Reproduce every line of the listing below word for word, but leave the pictures out.

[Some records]
_ _ _ _ _

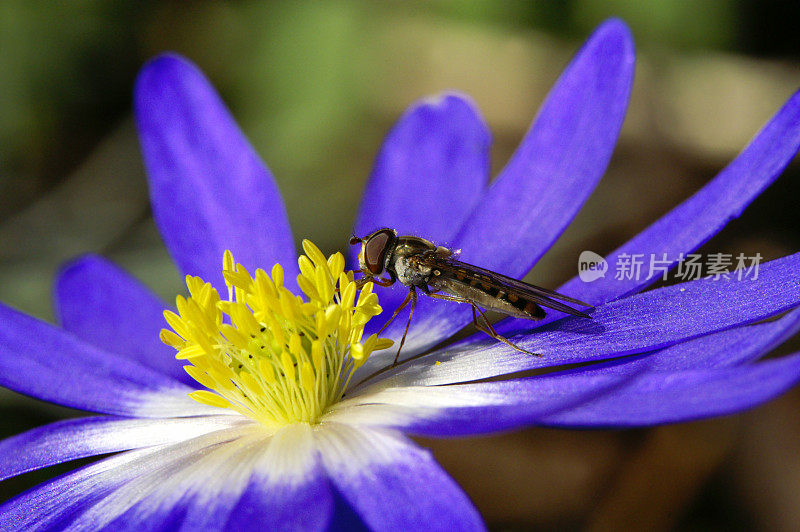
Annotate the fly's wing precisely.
[420,256,592,318]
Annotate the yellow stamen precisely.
[160,240,392,428]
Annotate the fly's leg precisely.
[392,286,417,367]
[426,292,543,357]
[377,288,414,335]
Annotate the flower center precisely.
[160,240,392,427]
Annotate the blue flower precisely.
[0,20,800,530]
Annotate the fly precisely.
[350,228,591,366]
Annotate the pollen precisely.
[160,240,392,428]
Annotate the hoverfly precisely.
[350,228,591,366]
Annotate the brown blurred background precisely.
[0,0,800,530]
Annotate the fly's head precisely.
[350,228,397,278]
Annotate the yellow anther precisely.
[159,247,392,428]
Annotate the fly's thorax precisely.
[386,236,436,286]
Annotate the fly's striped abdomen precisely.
[428,268,545,320]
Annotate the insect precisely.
[350,228,591,366]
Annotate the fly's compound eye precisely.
[362,229,394,275]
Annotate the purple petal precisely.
[315,423,484,531]
[361,354,800,436]
[378,253,800,385]
[378,20,634,353]
[498,87,800,333]
[605,310,800,372]
[326,380,624,437]
[358,310,800,436]
[135,55,298,288]
[0,305,208,417]
[539,354,800,427]
[351,94,491,323]
[0,416,241,480]
[55,255,196,385]
[0,424,256,530]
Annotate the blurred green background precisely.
[0,0,800,530]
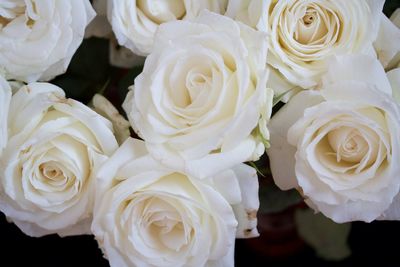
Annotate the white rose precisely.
[91,94,131,144]
[123,12,273,180]
[0,76,11,156]
[268,55,400,222]
[108,0,228,56]
[0,83,118,236]
[92,138,259,267]
[0,0,95,82]
[227,0,400,90]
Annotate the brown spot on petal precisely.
[246,210,257,220]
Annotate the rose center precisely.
[136,0,186,24]
[39,162,68,186]
[328,127,368,163]
[303,14,315,25]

_ _ _ _ _

▶ ANSWER TO THE TASK:
Annotate the fly's wing precisely.
[420,256,592,318]
Annotate the yellow stamen precisely.
[160,240,392,428]
Annotate the fly's leg precisely.
[392,286,417,367]
[426,292,543,357]
[377,288,414,335]
Annotate the flower center precisely.
[160,240,392,427]
Annotate the blue flower precisely.
[0,20,800,530]
Annotate the fly precisely.
[350,228,591,366]
Annotate the pollen precisely.
[160,240,392,428]
Annotate the hoverfly precisely.
[350,228,591,366]
Annotate the brown blurred background precisely.
[0,0,800,530]
Annotate the fly's head precisely.
[350,228,397,278]
Annotate the yellow anther precisely.
[159,247,392,428]
Annotate the fly's thorax precisely.
[386,236,436,286]
Annotate the fly's striped abdomen precisely.
[428,268,545,320]
Annotate the insect precisely.
[350,228,591,366]
Annotate the fly's compound eye precisely.
[362,229,394,275]
Annotate the purple petal precisely.
[315,423,484,531]
[361,354,800,436]
[378,253,800,385]
[378,20,634,353]
[498,87,800,333]
[605,310,800,372]
[326,380,624,437]
[358,310,800,436]
[135,55,298,288]
[0,305,208,417]
[539,354,800,427]
[351,94,491,323]
[0,416,241,480]
[55,255,196,385]
[0,424,256,530]
Annotate the blurred green background precisely.
[0,0,800,530]
Annotate the white rose precisely.
[91,94,131,144]
[123,12,273,180]
[0,76,11,156]
[268,55,400,222]
[108,0,228,56]
[0,83,118,236]
[92,138,259,267]
[0,0,95,82]
[227,0,400,90]
Annotate the brown spot on petal precisely.
[246,210,257,220]
Annotate the rose center precisely.
[136,0,186,24]
[39,162,68,186]
[328,127,368,163]
[303,14,315,25]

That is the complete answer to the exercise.